- _Задания_:
a – Ответьте на вопросы по фрагменту о Давыдове и Тынянове:
(i) Какой роман Давыдова назван романом о российской провокации?
(ii) В каком году Тынянов начал роман «Пушкин»?
(iii) Что Тынянов ответил Чуковскому на вопрос «Ну, сколько Пушкину теперь?»?
b – Определите, соответствуют ли фрагменту о Давыдове и Тынянове следующие утверждения. На каждое ответьте «да» или «нет» и приведите решающие слова фрагмента дословно.
(i) Роман «Соломенная сторожка» датирован 1986 годом.
(ii) Тынянов завершил роман «Пушкин».
(iii) По словам Чуковского, у Ал. Толстого на первом месте идеология.
c – Перепишите из фрагмента о Давыдове и Тынянове отрывок между словами «В конце концов, давний» и «между их эпохами.» включительно.

- _Извлечённый текст_:
Вторжение самой личности прозаика, некогда прославившегося романом о российской провокации Глухая пора листопада (1968–1970) и утвердившего свой авторитет чем-то вроде исторической антиутопии Судьба Усольцева (1973) и романом Соломенная сторожка (1986), в котором главенствует фигура «Ильи Муромца русской революции» Германа Лопатина, – вторжение этой личности, обросшей житейскими привязанностями и свободно ассоциирующей историю и современность, в текст его поздней прозы придает тексту форму причудливости, чуть не капризности… Может быть, и сознания относительности наших возможностей хоть в какой-то мере восстановить исторический факт?

В конце концов, давний и авторитетнейший предшественник Давыдова в области исторической романистики Юрий Тынянов говорил: «Там, где кончается документ, там я начинаю». И еще: документы подчас «врут, как люди», – что по-своему выражало принадлежность Тынянова его времени. Послереволюционному, эпохе пересмотра и перетряски всего на свете, политических привязанностей, нравственных ценностей, но прежде всего – истории самой по себе.

Однако между Тыняновым и Давыдовым – расстояние не меньшее, чем между их эпохами.

«У Тынянова героями выступают идеи, идеи борются и сталкиваются и вообще на первом месте – идеология», – скажет Корней Чуковский (отчасти ради сопоставления с другим классиком советского исторического романа: «А у Ал. Толстого – плоть»). Именно так. Может быть, только в неоконченном и даже не вполне оформившемся романе Пушкин, начатом в 1935 году и писавшемся до самой смерти автора, приключившейся в 1943-м, Тынянов нетенденциозен. И дело не только в незавершенности: выстроить «концепцию» мешала всепоглощающая любовь к герою и его неохватность. Во всяком случае, тот же Чуковский рассказывал, как Тынянов, когда-то спрошенный им: «Ну, сколько Пушкину теперь?», то есть до какой возрастной ступеньки роман успел сопроводить его жизнь, «виновато ответил: – Одиннадцать». Вот мера художественной объективности: следить за тем, как Пушкин растет, не мешая его росту тенденциозным вмешательством, «идеологией».

- _Список записей_:

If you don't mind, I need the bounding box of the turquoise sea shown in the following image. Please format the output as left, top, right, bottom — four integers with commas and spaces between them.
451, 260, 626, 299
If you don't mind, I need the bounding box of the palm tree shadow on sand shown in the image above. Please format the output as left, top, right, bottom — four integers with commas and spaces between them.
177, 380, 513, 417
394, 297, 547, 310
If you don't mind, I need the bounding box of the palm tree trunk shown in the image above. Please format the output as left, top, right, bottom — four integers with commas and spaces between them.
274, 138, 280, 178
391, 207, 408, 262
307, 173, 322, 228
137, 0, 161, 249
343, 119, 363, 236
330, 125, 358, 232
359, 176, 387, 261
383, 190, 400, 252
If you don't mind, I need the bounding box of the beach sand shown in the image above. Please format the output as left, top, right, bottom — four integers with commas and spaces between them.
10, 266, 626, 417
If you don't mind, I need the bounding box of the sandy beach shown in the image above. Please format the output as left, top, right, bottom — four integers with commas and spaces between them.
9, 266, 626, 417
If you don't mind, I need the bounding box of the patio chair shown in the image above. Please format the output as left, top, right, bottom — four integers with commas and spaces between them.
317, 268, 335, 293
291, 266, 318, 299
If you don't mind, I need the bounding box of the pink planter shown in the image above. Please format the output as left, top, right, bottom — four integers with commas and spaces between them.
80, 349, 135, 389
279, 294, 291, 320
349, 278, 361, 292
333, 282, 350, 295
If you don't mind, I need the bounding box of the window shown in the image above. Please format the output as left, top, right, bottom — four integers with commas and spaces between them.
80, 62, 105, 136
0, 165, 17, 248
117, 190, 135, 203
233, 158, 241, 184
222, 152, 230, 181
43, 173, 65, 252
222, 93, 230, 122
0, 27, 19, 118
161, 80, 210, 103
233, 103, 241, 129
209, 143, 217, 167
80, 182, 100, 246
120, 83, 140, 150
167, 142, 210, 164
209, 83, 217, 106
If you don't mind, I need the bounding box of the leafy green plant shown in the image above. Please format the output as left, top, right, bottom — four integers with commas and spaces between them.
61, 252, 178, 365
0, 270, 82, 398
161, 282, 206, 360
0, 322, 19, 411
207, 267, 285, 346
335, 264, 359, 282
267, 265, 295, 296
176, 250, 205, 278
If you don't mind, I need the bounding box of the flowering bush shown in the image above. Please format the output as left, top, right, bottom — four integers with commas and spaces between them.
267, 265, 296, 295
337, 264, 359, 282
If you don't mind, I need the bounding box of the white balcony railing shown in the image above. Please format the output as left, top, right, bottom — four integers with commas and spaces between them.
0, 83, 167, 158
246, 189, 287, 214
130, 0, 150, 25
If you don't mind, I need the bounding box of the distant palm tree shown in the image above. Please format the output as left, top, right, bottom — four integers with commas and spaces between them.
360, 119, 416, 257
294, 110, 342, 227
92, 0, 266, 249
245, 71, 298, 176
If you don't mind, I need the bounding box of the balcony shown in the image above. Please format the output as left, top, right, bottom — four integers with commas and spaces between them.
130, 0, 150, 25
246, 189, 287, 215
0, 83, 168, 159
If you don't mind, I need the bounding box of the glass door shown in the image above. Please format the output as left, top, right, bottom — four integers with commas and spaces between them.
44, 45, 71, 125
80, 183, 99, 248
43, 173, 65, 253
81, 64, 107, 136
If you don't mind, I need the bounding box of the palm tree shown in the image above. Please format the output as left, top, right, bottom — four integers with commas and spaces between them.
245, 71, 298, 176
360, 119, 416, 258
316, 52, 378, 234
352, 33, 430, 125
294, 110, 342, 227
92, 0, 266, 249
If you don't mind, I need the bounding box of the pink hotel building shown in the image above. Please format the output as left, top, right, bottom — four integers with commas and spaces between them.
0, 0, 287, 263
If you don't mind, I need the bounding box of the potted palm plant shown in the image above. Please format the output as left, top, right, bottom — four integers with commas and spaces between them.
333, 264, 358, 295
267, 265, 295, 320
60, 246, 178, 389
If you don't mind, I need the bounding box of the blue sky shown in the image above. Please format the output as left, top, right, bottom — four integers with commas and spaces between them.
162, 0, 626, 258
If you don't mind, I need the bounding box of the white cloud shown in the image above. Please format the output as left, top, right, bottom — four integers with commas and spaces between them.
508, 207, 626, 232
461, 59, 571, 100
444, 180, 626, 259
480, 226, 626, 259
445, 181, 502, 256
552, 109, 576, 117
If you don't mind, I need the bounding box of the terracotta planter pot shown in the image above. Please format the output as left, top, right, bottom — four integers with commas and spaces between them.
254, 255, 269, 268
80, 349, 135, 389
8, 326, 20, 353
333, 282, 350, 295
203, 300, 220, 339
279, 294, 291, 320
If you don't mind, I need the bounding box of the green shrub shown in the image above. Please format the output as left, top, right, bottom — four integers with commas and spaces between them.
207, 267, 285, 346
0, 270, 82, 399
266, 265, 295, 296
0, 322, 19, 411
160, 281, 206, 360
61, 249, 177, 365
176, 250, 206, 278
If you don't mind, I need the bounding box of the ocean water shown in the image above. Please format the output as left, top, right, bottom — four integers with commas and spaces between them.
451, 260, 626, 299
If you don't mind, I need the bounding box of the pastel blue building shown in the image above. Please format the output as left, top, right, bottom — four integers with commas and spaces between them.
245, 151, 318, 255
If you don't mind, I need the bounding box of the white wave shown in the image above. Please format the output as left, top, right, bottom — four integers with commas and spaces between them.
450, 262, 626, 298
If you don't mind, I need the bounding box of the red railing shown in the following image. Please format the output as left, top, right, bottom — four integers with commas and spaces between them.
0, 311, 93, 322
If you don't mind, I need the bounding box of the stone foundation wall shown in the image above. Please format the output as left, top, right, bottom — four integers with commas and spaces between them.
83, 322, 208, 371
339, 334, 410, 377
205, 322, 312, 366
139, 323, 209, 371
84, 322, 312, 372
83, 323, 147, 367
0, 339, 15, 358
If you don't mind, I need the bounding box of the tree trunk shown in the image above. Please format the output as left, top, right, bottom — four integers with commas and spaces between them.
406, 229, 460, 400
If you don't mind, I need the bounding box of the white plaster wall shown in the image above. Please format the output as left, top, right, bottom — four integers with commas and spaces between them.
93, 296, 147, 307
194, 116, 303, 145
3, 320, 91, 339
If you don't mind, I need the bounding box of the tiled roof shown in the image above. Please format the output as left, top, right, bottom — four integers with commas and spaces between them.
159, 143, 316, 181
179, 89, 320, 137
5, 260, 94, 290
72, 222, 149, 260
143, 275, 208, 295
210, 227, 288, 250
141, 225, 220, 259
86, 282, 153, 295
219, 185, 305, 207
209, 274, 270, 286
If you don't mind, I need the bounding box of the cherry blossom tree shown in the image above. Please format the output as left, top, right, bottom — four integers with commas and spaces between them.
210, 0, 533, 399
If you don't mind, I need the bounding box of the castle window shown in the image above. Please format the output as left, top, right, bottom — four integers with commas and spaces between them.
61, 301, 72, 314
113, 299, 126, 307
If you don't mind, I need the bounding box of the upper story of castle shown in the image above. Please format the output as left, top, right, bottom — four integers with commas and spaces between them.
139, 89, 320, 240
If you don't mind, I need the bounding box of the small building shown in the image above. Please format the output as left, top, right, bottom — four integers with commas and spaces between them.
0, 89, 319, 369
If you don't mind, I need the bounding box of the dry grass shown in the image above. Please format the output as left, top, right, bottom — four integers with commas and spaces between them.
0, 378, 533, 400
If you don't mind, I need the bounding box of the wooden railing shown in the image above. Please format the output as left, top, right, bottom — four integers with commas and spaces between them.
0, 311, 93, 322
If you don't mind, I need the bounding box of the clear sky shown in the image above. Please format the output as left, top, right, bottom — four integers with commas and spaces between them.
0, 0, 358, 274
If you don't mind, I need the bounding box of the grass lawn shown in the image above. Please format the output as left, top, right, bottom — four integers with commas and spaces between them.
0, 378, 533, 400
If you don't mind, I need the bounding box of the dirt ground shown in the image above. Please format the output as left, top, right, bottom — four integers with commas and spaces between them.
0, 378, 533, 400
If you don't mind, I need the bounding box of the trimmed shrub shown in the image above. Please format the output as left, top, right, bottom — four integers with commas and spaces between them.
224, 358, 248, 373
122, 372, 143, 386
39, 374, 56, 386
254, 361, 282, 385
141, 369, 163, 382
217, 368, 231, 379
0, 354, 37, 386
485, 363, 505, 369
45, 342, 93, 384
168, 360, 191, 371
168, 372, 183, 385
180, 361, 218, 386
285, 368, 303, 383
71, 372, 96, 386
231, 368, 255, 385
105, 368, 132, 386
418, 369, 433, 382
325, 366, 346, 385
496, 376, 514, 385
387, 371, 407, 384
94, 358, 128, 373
--
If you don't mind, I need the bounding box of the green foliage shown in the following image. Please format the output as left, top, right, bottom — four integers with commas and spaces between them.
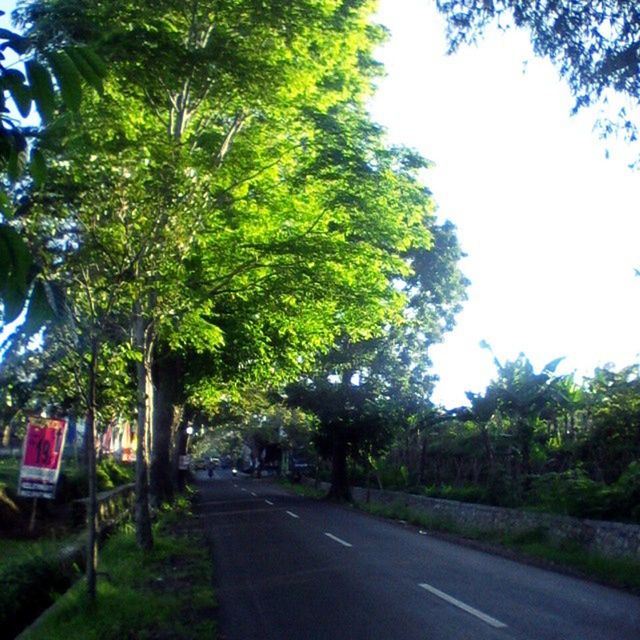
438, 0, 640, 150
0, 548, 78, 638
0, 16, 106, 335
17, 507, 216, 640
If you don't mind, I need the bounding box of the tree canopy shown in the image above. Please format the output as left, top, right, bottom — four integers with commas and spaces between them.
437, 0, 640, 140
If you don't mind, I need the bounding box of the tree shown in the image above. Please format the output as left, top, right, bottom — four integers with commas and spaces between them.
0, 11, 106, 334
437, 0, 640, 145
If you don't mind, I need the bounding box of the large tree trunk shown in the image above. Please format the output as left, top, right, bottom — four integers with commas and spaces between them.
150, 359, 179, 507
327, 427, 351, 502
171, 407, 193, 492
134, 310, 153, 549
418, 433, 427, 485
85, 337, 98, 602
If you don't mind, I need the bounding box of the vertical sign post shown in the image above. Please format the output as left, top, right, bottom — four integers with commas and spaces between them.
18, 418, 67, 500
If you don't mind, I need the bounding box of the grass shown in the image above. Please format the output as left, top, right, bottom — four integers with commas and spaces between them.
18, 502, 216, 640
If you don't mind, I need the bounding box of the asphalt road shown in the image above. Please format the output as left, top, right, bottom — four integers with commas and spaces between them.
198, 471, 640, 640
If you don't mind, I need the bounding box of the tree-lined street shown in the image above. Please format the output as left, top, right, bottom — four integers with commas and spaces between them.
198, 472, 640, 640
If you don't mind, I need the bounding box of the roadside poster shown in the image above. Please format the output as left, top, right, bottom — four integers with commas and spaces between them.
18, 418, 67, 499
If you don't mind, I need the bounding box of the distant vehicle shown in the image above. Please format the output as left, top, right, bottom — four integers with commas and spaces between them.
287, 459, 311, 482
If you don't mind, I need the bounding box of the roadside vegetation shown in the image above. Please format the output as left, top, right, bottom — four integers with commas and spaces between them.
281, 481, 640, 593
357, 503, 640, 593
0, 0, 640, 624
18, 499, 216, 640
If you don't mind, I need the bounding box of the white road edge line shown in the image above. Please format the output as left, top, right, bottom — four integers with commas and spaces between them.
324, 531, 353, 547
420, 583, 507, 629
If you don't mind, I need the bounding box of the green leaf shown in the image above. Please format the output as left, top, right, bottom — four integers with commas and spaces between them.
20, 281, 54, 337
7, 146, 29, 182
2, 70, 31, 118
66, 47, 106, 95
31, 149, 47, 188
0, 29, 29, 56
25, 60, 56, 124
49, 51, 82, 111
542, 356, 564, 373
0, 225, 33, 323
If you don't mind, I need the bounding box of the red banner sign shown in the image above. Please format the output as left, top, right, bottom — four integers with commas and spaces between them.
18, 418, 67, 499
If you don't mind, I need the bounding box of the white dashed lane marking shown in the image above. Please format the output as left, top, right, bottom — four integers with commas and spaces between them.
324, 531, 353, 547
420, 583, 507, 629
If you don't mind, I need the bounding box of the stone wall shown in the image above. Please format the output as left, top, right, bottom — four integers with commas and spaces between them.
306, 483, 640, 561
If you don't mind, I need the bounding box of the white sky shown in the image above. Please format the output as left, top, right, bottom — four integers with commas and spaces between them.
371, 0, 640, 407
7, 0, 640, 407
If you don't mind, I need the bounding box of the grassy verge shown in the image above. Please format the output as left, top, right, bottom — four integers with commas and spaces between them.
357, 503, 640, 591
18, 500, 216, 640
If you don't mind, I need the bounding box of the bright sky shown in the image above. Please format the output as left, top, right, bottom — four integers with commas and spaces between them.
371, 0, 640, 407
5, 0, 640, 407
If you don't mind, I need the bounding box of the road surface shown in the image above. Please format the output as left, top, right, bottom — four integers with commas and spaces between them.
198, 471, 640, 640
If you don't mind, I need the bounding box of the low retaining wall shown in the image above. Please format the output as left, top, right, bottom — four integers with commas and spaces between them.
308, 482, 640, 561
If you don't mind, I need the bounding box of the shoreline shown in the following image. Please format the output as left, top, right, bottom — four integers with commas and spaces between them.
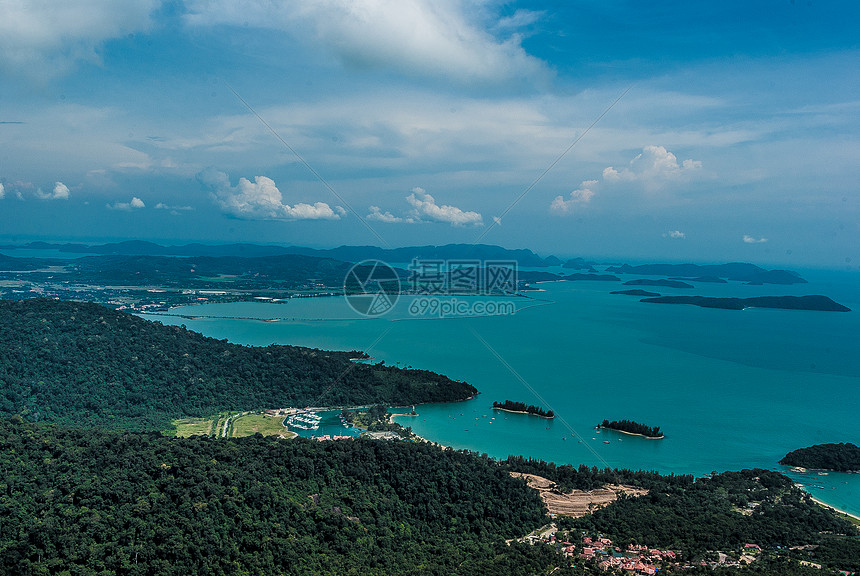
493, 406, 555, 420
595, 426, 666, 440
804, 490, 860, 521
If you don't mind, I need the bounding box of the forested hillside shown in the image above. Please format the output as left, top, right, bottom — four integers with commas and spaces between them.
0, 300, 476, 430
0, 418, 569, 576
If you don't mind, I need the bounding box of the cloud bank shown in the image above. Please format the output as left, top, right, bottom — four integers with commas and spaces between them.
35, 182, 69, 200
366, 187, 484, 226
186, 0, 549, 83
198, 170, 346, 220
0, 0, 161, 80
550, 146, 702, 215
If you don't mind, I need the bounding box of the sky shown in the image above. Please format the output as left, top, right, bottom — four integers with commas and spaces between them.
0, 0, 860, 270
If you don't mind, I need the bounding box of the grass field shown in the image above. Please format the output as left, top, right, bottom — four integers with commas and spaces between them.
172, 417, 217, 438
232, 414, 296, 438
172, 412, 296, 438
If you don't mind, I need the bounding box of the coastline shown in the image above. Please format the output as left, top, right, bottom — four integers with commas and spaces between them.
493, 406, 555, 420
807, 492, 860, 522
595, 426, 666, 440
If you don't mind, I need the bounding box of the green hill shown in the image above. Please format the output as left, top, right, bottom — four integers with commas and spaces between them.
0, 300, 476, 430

- _Ответы_:
a –
(i) «Глухая пора листопада» (1968–1970).
(ii) В 1935 году.
(iii) «Одиннадцать».

b –
(i) Да: «романом Соломенная сторожка (1986)».
(ii) Нет: «в неоконченном и даже не вполне оформившемся романе Пушкин».
(iii) Нет: «А у Ал. Толстого – плоть».

c –
В конце концов, давний и авторитетнейший предшественник Давыдова в области исторической романистики Юрий Тынянов говорил: «Там, где кончается документ, там я начинаю». И еще: документы подчас «врут, как люди», – что по-своему выражало принадлежность Тынянова его времени. Послереволюционному, эпохе пересмотра и перетряски всего на свете, политических привязанностей, нравственных ценностей, но прежде всего – истории самой по себе.

Однако между Тыняновым и Давыдовым – расстояние не меньшее, чем между их эпохами.